- **Instrucción**
Por favor, actualiza el fragmento que abre con la línea que contiene "obj: rut in dirt path | fmt: x1,y1 -> x2,y2" y cierra con la que contiene "49,64 -> 56,74", ambas incluidas. Reescríbelo sustituyendo "forest" por "woodland" sin cambiar nada más.

- **Datos a utilizar**
◆ ◆ ◆ ◆ ◆ ◆ ◆
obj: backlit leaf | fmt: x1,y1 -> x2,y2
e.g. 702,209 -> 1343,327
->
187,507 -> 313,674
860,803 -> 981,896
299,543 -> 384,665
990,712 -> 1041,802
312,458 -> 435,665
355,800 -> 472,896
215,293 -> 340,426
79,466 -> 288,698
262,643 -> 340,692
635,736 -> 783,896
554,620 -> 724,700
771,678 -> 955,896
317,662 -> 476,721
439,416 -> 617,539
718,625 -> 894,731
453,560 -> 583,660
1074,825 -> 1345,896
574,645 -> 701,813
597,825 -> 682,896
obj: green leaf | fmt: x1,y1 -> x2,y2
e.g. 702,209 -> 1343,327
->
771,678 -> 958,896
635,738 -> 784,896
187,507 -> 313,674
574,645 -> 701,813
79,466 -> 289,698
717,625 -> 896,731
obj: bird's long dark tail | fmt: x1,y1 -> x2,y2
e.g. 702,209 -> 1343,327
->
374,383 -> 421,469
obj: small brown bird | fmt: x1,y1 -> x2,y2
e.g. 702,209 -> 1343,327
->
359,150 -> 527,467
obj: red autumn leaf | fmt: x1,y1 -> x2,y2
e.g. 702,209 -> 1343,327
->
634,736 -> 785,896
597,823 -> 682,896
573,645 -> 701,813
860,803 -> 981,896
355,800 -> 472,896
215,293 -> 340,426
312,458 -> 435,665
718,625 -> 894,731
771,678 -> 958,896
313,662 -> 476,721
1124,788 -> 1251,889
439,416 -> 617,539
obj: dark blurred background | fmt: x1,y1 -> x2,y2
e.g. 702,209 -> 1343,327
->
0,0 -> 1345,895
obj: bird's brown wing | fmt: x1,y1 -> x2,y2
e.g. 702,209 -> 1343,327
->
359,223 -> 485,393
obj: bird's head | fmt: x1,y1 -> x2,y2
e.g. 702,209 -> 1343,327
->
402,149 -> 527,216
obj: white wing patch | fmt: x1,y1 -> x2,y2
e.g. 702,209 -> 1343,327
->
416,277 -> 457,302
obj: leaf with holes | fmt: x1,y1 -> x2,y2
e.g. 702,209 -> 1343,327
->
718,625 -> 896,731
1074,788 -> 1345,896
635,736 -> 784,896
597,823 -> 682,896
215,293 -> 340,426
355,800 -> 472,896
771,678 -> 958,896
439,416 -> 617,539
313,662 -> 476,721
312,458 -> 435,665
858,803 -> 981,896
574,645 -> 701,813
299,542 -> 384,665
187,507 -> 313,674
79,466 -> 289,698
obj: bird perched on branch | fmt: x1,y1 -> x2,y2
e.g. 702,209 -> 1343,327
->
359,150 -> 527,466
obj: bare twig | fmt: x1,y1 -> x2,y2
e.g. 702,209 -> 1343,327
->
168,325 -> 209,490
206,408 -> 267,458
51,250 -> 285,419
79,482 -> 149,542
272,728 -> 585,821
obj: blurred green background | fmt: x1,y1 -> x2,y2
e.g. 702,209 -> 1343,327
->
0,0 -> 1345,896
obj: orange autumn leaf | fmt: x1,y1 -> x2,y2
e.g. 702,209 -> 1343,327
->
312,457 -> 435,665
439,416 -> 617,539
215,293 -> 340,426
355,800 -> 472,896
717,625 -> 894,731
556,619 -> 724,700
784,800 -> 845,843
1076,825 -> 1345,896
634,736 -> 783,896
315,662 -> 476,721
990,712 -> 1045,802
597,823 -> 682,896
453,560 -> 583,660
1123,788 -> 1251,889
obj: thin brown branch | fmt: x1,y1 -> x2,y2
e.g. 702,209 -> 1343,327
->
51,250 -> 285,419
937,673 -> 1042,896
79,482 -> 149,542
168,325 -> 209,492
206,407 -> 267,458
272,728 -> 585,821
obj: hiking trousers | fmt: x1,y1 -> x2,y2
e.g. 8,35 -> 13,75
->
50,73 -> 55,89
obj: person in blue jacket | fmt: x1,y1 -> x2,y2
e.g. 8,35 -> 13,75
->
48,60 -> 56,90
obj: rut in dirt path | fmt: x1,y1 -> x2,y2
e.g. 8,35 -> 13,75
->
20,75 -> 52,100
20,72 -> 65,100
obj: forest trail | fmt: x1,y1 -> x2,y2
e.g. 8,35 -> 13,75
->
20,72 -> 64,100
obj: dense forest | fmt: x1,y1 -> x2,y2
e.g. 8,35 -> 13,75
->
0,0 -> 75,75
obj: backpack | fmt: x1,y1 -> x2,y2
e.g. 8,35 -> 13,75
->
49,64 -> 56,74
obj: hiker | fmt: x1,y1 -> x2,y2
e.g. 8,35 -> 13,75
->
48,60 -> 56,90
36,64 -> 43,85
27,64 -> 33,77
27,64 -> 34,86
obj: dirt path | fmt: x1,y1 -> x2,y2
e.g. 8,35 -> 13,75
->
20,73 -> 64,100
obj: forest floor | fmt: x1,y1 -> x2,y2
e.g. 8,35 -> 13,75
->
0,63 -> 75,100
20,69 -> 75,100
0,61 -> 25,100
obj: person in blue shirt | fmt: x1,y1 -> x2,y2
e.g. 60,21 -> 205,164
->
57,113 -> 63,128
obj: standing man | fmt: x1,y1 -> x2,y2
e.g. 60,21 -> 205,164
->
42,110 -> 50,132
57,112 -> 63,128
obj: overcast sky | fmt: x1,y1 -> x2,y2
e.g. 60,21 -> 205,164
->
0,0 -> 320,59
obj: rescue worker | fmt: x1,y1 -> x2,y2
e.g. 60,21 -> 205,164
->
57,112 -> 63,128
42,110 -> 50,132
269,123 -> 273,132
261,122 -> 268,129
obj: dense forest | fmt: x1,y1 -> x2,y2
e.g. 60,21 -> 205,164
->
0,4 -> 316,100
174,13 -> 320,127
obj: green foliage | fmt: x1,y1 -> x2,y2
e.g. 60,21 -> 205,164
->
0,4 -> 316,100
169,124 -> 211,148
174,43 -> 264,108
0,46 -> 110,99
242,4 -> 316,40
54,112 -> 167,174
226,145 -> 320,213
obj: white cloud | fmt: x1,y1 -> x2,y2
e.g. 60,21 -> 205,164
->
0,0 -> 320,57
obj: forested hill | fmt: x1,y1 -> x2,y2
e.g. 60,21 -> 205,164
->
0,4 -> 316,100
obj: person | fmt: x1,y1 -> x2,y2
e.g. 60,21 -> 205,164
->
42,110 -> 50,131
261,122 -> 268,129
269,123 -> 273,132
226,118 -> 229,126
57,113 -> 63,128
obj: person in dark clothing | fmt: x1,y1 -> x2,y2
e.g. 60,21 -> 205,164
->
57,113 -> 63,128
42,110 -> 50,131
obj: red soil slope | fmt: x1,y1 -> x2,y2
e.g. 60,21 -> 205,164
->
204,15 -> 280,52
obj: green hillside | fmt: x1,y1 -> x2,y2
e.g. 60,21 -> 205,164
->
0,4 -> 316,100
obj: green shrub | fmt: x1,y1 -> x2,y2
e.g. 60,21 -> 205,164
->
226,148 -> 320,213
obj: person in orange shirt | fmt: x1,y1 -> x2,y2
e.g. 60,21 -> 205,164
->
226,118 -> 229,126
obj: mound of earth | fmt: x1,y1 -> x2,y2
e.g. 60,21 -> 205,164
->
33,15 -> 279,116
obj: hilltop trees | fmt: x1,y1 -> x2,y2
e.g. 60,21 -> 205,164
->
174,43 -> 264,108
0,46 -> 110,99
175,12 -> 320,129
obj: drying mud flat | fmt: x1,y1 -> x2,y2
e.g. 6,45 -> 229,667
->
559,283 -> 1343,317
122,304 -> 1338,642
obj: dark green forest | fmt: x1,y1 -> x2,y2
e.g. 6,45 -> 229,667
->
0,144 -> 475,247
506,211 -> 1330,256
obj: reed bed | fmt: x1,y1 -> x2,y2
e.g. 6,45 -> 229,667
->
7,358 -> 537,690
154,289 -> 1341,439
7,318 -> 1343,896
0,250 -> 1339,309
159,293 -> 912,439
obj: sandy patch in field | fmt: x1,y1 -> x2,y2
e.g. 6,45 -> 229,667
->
◆ ◆ ◆ ◆ ◆ ◆ ◆
- **Resultado**
obj: rut in dirt path | fmt: x1,y1 -> x2,y2
e.g. 8,35 -> 13,75
->
20,75 -> 52,100
20,72 -> 65,100
obj: woodland trail | fmt: x1,y1 -> x2,y2
e.g. 8,35 -> 13,75
->
20,72 -> 64,100
obj: dense woodland | fmt: x1,y1 -> x2,y2
e.g. 8,35 -> 13,75
->
0,0 -> 75,75
obj: backpack | fmt: x1,y1 -> x2,y2
e.g. 8,35 -> 13,75
->
49,64 -> 56,74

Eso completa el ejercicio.